> _Directions_: Nothing but the lines from the one with "Task: locate the drawer front." to the final line should be returned, each exactly as it appears.

======

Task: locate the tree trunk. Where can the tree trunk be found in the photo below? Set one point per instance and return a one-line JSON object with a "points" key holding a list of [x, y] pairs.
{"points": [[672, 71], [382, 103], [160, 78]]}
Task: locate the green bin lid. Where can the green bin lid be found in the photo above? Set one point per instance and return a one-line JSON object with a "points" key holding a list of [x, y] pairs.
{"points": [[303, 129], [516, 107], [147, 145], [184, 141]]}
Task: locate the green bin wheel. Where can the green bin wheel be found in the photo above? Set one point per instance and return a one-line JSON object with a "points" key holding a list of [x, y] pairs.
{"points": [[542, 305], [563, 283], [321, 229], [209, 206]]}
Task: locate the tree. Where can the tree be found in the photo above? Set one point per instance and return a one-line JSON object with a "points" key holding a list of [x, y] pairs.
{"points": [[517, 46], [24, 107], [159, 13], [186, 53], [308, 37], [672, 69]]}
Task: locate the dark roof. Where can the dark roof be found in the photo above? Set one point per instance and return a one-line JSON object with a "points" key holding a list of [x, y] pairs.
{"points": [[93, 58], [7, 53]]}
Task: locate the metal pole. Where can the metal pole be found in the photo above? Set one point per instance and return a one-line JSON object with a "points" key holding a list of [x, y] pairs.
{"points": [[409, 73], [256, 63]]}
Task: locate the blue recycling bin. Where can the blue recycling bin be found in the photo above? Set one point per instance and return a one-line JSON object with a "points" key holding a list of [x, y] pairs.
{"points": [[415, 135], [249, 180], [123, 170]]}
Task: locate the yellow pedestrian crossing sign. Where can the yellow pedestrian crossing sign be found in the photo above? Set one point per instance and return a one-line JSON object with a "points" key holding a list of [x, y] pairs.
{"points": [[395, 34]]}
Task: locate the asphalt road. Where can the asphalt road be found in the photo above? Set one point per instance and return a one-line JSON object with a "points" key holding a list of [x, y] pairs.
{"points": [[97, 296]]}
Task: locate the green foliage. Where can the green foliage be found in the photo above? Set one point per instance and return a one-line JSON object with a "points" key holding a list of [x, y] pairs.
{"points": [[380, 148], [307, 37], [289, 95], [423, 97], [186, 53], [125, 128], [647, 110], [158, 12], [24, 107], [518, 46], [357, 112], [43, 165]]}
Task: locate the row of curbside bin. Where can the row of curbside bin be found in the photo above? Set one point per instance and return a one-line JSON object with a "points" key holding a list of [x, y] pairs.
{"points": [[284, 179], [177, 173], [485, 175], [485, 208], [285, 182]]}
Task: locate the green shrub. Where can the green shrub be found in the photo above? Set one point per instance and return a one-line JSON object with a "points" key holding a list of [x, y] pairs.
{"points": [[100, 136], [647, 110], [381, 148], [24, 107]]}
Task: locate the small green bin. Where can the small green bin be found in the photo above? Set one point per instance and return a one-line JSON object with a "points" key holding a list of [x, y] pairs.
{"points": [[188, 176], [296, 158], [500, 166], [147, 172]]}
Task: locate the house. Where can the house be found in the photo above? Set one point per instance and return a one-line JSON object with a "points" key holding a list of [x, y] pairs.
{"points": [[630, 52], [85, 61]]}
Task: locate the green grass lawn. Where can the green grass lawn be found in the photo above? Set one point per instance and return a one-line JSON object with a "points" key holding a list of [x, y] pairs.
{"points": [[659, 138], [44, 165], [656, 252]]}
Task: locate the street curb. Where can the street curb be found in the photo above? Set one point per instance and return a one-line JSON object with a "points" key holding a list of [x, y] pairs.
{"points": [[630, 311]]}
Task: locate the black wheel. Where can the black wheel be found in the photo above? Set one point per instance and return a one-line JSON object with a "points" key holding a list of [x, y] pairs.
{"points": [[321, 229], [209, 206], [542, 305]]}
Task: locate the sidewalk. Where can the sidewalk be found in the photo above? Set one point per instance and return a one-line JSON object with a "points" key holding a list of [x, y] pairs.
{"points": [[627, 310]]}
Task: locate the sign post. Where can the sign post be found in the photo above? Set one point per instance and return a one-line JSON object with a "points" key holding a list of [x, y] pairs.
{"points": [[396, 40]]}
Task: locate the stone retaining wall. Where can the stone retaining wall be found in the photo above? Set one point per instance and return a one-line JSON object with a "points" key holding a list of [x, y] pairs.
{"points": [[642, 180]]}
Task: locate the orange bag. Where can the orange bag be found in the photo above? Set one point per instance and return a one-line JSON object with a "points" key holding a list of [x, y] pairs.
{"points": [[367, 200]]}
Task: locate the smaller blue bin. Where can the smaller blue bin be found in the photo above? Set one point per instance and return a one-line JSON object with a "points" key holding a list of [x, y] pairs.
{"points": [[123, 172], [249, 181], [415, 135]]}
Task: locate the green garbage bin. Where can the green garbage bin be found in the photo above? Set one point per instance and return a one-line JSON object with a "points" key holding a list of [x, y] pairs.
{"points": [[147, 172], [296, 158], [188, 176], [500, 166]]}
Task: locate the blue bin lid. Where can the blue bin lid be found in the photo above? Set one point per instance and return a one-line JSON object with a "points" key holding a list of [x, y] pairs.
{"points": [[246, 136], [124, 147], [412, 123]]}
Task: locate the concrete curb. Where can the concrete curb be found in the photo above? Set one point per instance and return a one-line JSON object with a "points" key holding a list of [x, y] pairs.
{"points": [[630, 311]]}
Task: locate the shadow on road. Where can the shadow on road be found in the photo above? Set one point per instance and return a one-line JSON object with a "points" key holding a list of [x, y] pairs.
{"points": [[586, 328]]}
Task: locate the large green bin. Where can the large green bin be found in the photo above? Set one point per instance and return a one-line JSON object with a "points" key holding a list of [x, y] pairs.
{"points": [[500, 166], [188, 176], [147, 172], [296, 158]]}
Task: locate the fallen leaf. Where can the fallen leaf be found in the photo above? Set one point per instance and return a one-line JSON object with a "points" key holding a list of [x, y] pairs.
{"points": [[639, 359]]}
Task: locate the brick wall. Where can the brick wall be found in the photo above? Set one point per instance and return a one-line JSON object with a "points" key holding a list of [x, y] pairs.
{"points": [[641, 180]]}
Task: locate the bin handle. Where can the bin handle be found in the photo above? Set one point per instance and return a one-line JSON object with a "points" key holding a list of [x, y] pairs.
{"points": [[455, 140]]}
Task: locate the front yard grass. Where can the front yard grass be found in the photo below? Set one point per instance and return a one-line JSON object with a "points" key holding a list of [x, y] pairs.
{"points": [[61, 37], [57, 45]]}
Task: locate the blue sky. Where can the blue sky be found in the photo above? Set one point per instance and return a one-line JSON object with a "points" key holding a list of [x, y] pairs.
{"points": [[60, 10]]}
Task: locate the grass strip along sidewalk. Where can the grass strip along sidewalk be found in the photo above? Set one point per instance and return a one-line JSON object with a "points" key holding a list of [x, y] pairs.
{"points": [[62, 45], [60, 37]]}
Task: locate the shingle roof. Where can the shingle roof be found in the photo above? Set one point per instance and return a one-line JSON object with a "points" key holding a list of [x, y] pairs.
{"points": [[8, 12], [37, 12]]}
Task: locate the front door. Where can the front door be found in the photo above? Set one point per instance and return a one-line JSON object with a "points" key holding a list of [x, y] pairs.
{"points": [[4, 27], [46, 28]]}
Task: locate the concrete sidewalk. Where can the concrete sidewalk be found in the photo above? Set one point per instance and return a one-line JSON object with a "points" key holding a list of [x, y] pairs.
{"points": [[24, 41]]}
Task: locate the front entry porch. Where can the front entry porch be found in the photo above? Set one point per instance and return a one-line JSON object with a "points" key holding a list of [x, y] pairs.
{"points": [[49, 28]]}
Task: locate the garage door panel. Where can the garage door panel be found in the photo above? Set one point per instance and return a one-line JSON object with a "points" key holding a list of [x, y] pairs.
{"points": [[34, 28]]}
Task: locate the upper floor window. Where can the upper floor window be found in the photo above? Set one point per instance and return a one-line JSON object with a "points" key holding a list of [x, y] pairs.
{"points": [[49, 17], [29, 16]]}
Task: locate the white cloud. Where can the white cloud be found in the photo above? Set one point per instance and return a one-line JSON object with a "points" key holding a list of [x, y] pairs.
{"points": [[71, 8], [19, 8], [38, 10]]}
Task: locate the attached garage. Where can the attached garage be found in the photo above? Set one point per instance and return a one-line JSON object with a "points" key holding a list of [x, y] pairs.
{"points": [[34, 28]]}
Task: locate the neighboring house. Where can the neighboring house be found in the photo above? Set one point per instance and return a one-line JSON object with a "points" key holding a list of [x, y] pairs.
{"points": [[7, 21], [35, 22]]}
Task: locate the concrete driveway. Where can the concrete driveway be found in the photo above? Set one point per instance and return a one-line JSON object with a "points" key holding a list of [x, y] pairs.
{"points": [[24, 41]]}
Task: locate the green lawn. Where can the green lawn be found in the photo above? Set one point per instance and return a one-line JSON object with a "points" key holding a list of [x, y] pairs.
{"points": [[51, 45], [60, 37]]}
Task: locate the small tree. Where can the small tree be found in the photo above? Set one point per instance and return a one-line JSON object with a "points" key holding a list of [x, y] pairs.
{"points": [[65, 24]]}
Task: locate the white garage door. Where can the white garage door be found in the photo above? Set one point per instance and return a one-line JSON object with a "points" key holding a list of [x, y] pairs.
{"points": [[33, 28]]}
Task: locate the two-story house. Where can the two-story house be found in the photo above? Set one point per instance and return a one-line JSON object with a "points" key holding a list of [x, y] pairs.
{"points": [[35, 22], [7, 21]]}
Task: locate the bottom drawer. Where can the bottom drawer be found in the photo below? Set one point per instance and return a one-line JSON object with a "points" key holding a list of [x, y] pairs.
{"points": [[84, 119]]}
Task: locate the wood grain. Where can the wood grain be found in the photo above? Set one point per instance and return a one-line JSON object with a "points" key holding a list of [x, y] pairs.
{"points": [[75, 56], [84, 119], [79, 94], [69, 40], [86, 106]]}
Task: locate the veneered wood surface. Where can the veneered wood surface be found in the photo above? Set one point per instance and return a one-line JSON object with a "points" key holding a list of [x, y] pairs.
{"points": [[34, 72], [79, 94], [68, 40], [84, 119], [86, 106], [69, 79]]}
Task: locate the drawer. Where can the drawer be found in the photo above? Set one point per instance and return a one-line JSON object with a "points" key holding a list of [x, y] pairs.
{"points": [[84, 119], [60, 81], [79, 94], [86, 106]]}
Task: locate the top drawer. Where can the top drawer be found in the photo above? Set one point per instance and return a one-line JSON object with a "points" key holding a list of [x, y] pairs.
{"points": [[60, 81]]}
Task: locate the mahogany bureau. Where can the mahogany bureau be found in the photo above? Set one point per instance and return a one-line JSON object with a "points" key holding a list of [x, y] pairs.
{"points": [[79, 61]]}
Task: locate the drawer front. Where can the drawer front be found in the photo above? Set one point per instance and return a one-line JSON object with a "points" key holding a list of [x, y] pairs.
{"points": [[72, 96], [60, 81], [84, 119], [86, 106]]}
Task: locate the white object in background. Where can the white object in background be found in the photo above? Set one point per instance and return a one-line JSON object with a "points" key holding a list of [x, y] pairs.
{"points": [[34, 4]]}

======

> _Worked solution_:
Task: locate the drawer front. Where can the drawer front be found in the photo above? Set one point per instance and return a one-line JSON object with a "points" key holding a list of [x, y] pairs.
{"points": [[72, 96], [60, 81], [84, 119], [86, 106]]}
Task: locate the white object in background. Where can the white object in background be found in the photo above? Set one point per instance and return a one-line JSON object with a "points" key holding a list of [x, y] pairs.
{"points": [[34, 4]]}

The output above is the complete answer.